• RECORD EXCERPTS:
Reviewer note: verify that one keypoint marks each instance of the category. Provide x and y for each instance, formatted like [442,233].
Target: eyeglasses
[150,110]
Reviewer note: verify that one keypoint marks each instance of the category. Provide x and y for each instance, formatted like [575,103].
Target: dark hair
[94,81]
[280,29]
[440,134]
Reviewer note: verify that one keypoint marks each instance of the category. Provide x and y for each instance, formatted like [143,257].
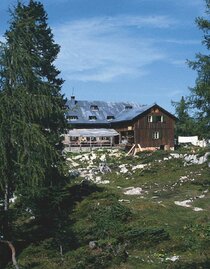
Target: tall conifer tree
[31,106]
[200,94]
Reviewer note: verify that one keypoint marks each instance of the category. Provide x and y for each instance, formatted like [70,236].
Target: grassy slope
[135,231]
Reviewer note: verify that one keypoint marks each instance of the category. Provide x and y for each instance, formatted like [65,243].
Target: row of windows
[156,118]
[92,118]
[95,107]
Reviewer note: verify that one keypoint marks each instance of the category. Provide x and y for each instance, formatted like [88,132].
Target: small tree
[185,124]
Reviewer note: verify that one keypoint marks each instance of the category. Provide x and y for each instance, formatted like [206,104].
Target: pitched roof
[100,112]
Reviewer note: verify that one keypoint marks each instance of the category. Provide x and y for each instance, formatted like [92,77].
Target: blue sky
[124,50]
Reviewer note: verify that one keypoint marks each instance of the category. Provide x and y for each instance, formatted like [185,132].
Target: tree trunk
[11,246]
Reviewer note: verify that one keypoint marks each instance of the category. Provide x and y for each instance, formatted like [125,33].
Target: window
[159,118]
[128,107]
[94,107]
[156,135]
[150,118]
[110,117]
[73,118]
[155,118]
[92,118]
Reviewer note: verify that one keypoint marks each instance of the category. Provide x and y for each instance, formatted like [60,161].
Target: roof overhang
[100,132]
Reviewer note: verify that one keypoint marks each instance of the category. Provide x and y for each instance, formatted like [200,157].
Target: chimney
[73,101]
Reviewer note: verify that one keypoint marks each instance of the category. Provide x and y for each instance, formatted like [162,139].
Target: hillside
[145,211]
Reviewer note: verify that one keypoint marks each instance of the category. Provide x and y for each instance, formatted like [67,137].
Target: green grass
[135,231]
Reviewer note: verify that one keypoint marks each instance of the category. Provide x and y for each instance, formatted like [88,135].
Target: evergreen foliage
[200,94]
[31,111]
[185,125]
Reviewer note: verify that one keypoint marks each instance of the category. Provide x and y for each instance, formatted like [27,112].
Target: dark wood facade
[152,129]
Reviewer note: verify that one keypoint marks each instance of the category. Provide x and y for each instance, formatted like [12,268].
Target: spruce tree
[31,108]
[200,94]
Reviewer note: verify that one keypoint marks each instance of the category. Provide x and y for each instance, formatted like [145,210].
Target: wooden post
[131,150]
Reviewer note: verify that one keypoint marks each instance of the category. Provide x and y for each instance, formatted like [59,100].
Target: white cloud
[102,49]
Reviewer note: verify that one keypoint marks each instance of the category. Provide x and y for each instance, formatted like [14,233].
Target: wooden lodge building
[98,123]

• TASK DIRECTIONS: Reproduce every line from the line with "formatted like [145,210]." up to and including the final line, requests included, scaling each x and y coordinate in the answers by 2.3 and rounding to whole numbers with halves rounded up. Leave the numbers in the requests and their format samples as they are.

• FINAL RESULT:
Reviewer note: verify that one keypoint marks each instance of the category. Provide x and y for each instance, formatted like [145,210].
Target: wooden post
[301,345]
Reviewer note: verify that one keypoint marks each instance of the category. Provide x and y for each instance, formatted like [59,100].
Target: white cloud
[235,113]
Reviewer note: verify that one keypoint marks each instance of the category. Provide x and y for each instance, formatted like [14,233].
Target: wooden lodge building
[225,283]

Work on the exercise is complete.